§ BRIEF
Search the records below for the word "instance", then return every line where it appears.

Collected data entries
----

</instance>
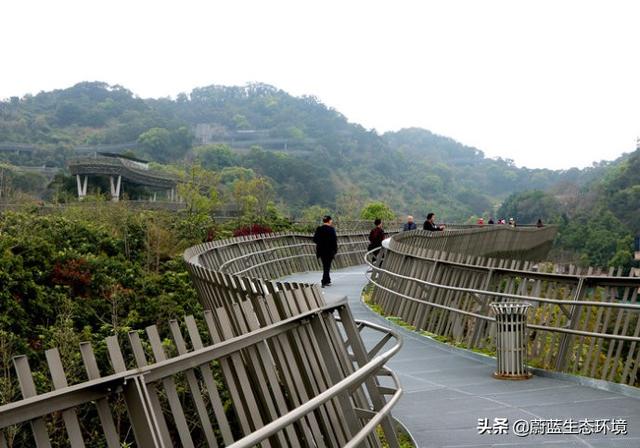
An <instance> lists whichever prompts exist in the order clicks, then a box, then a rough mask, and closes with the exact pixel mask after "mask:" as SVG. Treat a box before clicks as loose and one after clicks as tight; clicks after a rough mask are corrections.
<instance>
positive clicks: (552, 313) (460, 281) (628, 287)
mask: <svg viewBox="0 0 640 448" xmlns="http://www.w3.org/2000/svg"><path fill="white" fill-rule="evenodd" d="M521 231H522V230H518V232H521ZM465 232H466V233H467V234H468V236H467V238H472V237H473V235H474V234H478V232H485V231H484V230H482V231H478V230H475V231H474V230H470V231H465ZM529 232H536V230H535V229H532V230H530V231H529ZM441 238H447V235H444V234H443V235H442V236H441ZM485 238H486V236H485ZM492 238H493V237H492ZM408 239H409V241H407V240H408ZM420 240H421V241H420ZM505 244H511V243H505ZM431 245H433V246H434V248H431V247H430V246H431ZM543 245H544V244H543ZM446 246H447V243H446V242H443V241H439V240H438V239H437V238H433V237H432V236H431V235H429V234H426V232H425V233H420V232H415V233H414V235H406V234H400V235H398V236H395V237H393V238H392V240H391V242H390V243H389V244H388V245H387V247H386V248H385V249H384V254H383V257H382V258H384V262H382V265H380V264H379V263H373V262H372V261H371V256H370V254H369V255H367V256H365V261H366V263H367V264H369V266H370V267H371V269H372V273H371V278H370V279H371V282H372V283H373V284H374V291H373V295H372V300H373V302H374V303H376V304H377V305H379V306H381V308H382V310H383V312H384V313H385V314H387V315H392V316H398V317H401V318H402V319H403V320H404V321H406V322H408V323H409V324H411V325H413V326H415V327H416V328H417V329H419V330H425V331H428V332H431V333H434V334H438V335H440V336H445V337H447V338H450V339H451V340H452V341H455V342H457V343H462V344H465V345H466V346H467V347H469V348H479V349H486V350H492V349H493V347H494V336H495V326H494V318H493V317H492V316H491V315H490V312H489V304H490V303H491V302H494V301H518V302H525V303H531V304H533V305H534V306H533V307H532V310H531V311H530V318H529V323H528V327H529V329H530V335H531V336H530V340H529V345H528V350H529V359H530V360H531V361H532V363H533V365H536V366H538V367H543V368H546V369H554V370H558V371H563V372H569V373H574V374H580V375H585V376H590V377H594V378H599V379H604V380H608V381H616V382H620V383H624V384H629V385H636V386H638V385H640V379H639V378H638V365H639V364H640V303H639V302H638V291H639V290H640V279H639V278H637V277H622V276H620V275H614V272H613V271H612V270H610V271H609V272H608V273H605V274H604V275H596V274H595V273H594V272H596V271H597V270H596V269H593V268H585V269H582V270H578V269H577V268H575V267H574V268H572V271H573V272H571V273H569V274H559V273H556V271H558V270H560V269H559V268H558V267H555V266H554V267H551V271H552V272H544V271H543V269H544V268H547V267H548V266H545V265H543V264H540V263H536V262H534V261H524V260H505V259H501V260H500V259H494V258H490V257H486V256H481V255H478V254H466V253H462V254H454V253H448V252H445V251H442V250H441V248H442V247H446ZM449 246H452V245H451V244H449ZM536 246H538V247H540V245H537V244H535V242H533V243H531V247H533V248H535V247H536ZM475 247H476V249H477V248H480V249H483V248H482V246H481V245H479V244H476V245H475ZM519 251H520V249H517V250H516V253H518V252H519ZM480 253H481V254H487V253H488V254H491V253H492V250H491V249H490V250H488V251H486V250H485V251H484V252H482V251H481V250H480ZM378 258H381V257H378ZM618 274H619V273H618Z"/></svg>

----

§ ANSWER AREA
</instance>
An <instance> lists whichever prompts exist in the order clicks, then a box, then a rough mask, and closes with the exact pixel mask after "mask:" as SVG. Treat a box before clicks as loose and one after clicks as tight; clicks after a rough mask are corrections.
<instance>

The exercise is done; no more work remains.